• [STATED GOAL]
Write out the lines from the line containing "Where can you see the white puffer" through the final line of the listing below, exactly, omitting every other line.

• [DATA ENTRIES]
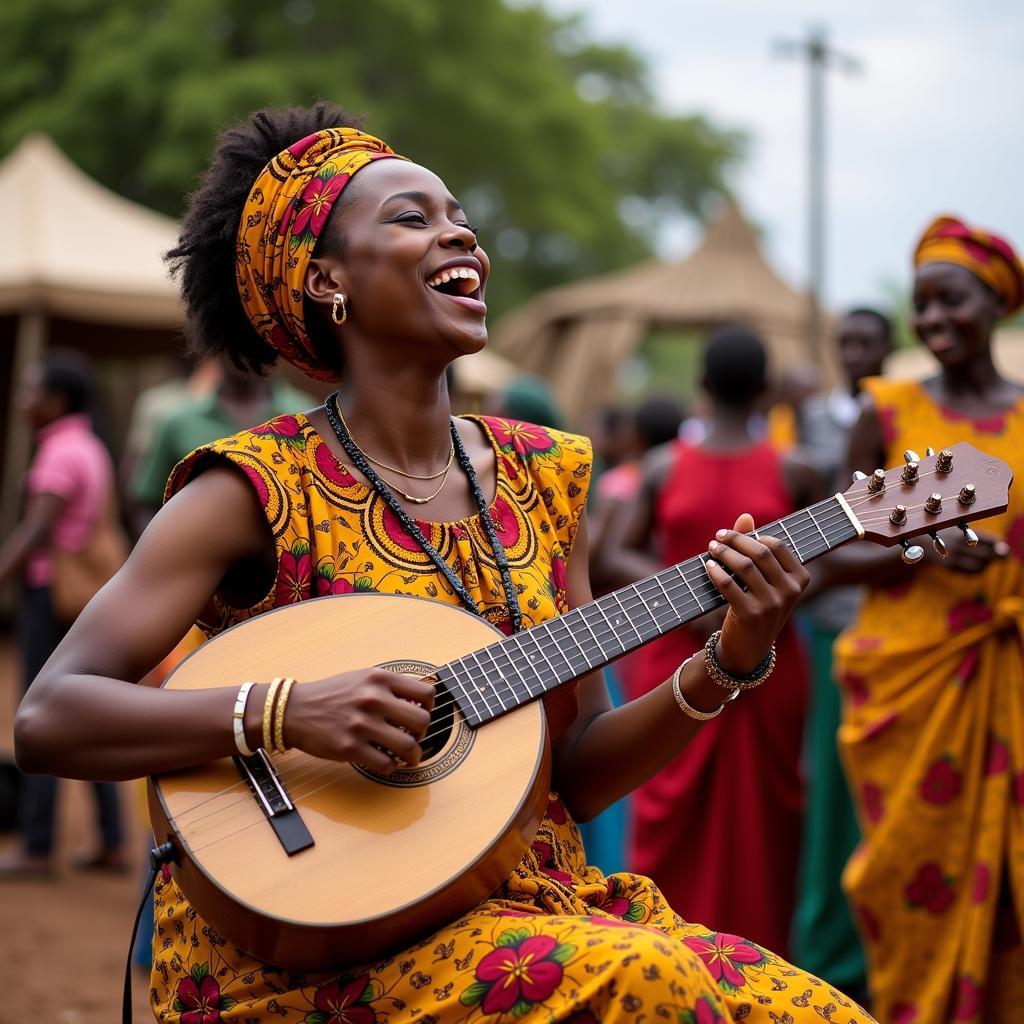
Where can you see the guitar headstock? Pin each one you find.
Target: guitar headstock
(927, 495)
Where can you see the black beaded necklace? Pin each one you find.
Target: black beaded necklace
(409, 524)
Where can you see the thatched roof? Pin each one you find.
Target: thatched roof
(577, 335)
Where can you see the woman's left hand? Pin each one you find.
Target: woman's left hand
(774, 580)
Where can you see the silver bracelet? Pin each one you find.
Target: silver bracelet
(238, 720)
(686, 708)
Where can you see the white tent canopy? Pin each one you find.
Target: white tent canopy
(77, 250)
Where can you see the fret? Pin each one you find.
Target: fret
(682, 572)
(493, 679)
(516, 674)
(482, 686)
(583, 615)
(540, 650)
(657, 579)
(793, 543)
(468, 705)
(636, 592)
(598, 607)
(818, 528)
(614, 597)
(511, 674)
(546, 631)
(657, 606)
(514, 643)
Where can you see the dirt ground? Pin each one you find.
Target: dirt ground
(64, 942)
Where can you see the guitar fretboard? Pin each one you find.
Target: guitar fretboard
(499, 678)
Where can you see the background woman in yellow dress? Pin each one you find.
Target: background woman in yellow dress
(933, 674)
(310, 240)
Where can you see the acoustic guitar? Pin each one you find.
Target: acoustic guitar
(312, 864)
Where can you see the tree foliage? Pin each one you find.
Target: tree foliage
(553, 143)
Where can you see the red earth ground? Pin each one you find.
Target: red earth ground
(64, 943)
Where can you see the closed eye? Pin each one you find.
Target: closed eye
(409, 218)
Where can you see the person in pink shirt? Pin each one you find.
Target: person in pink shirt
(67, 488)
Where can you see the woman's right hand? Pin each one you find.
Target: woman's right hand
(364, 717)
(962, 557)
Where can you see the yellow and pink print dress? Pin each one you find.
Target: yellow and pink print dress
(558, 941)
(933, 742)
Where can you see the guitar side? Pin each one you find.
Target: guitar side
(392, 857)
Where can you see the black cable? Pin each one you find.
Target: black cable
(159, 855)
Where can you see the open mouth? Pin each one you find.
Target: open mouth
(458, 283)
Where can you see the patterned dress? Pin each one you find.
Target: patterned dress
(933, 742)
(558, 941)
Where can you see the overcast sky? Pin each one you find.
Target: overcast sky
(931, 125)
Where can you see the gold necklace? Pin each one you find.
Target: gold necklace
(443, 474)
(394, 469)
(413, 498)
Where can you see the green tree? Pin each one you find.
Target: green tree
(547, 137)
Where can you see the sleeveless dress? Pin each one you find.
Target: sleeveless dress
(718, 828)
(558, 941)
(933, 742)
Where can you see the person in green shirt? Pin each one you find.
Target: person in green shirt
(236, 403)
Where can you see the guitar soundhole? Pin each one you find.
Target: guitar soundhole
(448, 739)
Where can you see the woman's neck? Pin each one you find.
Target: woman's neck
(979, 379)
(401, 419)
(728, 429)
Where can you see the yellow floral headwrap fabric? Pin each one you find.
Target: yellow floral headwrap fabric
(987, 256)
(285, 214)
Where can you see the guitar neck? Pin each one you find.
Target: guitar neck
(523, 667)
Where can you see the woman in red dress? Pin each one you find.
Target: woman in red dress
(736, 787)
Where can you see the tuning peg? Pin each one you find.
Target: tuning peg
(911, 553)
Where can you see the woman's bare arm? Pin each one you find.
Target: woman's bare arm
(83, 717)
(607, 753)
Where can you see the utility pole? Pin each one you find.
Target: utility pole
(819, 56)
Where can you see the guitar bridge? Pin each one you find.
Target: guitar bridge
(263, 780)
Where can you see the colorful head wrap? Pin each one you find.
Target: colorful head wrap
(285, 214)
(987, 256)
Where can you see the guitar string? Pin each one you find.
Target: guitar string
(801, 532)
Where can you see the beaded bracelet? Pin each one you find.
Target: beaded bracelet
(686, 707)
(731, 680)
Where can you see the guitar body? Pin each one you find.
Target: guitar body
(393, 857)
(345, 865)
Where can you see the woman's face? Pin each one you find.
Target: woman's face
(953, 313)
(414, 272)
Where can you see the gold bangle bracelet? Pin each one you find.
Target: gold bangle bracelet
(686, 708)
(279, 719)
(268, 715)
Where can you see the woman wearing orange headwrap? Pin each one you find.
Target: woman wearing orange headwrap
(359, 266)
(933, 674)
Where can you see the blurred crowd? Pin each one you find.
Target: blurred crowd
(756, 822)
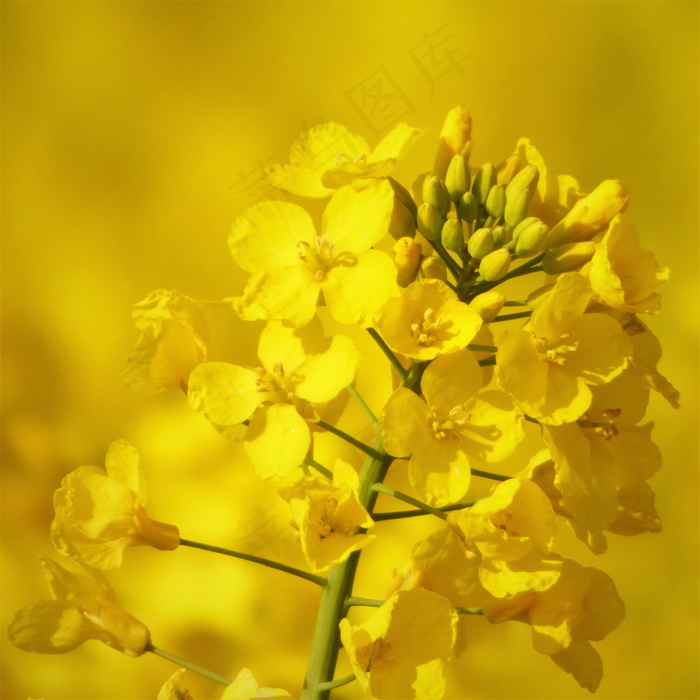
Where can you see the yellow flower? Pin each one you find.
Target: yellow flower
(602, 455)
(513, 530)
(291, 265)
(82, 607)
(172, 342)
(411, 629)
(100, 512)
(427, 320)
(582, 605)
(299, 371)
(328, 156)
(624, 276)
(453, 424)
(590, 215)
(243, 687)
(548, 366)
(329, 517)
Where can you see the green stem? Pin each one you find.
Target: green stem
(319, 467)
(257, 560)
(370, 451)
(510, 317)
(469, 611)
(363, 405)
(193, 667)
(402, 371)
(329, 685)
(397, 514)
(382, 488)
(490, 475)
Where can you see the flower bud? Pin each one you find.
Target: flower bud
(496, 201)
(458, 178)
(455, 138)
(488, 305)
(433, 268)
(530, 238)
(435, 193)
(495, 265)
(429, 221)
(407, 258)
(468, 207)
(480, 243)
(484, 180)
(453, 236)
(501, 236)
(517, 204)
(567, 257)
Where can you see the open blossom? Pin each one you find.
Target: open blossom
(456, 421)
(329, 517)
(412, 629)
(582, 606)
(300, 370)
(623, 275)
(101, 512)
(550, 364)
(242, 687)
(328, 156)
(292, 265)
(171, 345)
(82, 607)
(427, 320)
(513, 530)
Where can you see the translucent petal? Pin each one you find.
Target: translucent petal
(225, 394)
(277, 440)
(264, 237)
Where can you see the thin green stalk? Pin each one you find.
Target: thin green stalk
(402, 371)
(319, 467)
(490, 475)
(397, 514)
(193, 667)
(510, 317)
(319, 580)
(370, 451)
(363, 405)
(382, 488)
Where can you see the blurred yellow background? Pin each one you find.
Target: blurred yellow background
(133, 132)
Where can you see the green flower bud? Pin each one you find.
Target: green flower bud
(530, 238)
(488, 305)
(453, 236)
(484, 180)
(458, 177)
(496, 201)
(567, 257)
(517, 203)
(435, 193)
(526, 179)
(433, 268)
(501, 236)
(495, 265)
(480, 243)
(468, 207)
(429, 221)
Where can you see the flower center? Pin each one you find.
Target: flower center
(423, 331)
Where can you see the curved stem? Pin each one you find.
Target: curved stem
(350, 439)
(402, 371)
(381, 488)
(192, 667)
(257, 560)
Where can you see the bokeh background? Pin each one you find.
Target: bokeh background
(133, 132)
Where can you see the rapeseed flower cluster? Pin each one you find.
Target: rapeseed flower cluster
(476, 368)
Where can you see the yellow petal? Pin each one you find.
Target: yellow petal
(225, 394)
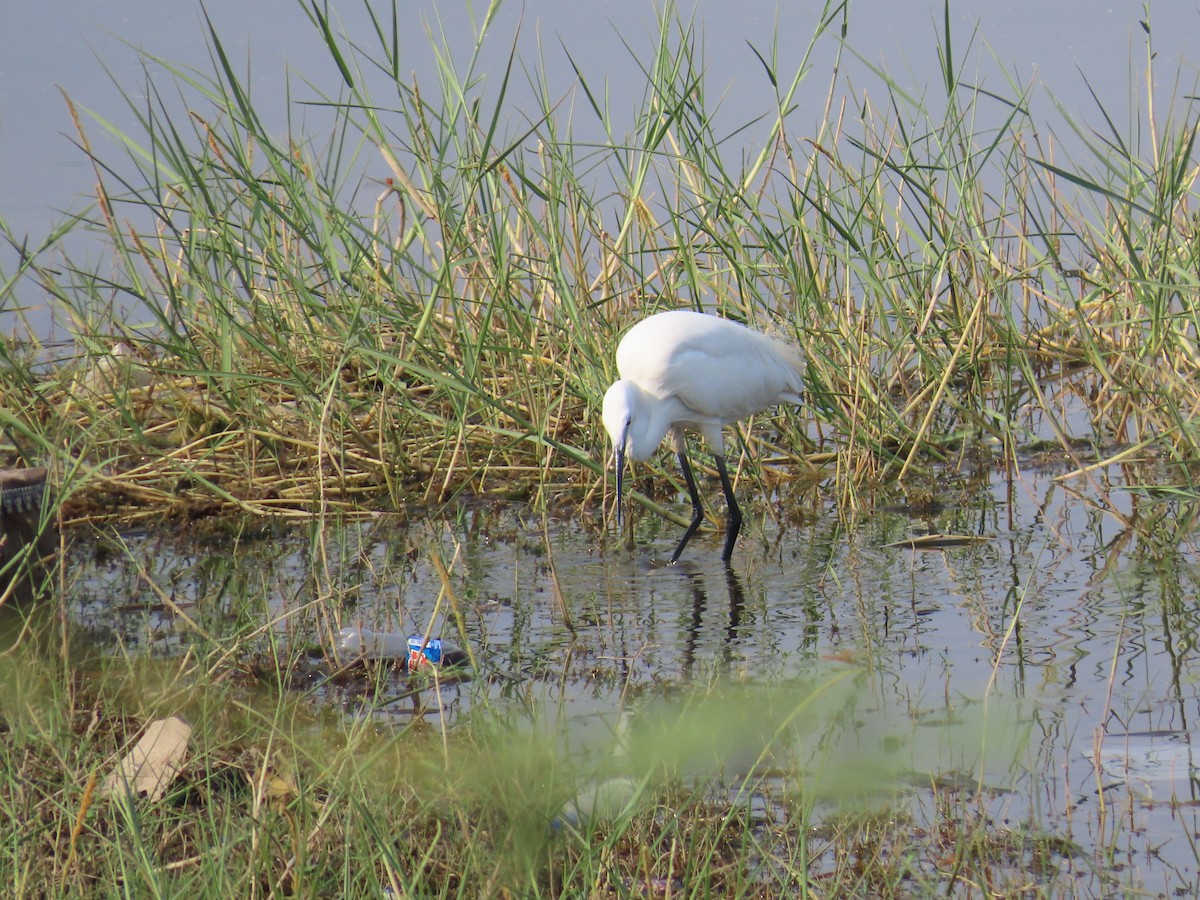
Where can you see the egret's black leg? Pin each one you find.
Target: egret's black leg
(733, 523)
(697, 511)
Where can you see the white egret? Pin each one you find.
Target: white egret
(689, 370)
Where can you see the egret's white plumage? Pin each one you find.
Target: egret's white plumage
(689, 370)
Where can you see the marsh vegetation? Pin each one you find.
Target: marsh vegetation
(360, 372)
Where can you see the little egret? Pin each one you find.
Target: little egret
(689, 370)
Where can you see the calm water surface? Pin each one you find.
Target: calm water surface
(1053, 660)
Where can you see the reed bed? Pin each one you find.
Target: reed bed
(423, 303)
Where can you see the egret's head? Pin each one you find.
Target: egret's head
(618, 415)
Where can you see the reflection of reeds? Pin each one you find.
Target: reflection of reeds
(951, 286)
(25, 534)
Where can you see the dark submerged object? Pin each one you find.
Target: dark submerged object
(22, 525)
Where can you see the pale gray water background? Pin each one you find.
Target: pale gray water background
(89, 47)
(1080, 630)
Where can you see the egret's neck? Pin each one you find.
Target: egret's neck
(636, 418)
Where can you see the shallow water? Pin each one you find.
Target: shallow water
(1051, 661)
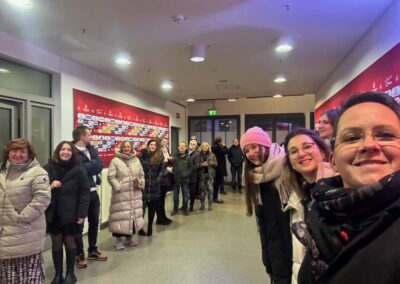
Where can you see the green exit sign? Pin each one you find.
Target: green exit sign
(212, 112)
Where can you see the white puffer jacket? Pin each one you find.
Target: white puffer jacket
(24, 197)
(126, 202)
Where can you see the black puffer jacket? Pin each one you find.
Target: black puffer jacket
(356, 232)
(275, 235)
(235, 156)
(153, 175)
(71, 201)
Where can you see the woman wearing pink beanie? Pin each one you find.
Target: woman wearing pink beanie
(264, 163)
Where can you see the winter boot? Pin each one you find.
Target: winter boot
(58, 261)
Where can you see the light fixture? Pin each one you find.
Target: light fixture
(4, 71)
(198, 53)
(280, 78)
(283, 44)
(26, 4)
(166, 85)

• [RESULT OF THIS EXERCISE]
Where can you see the white puffer jacket? Pin each one you find.
Target: white puffer jacket
(24, 197)
(126, 202)
Where can you see the black puffer jacket? Pin each one you find.
Target: black puffer jacket
(356, 232)
(275, 235)
(235, 156)
(153, 175)
(71, 201)
Where can you see the woman wearing pink beanie? Pin each one you find.
Target: woman wearing pink beanie
(264, 163)
Where can you see the winter boot? Pin each one you find.
Target: winter boot
(58, 261)
Where can you see the light fixture? Pin each one you find.
Target: light fixture
(4, 71)
(198, 53)
(280, 78)
(283, 44)
(26, 4)
(166, 85)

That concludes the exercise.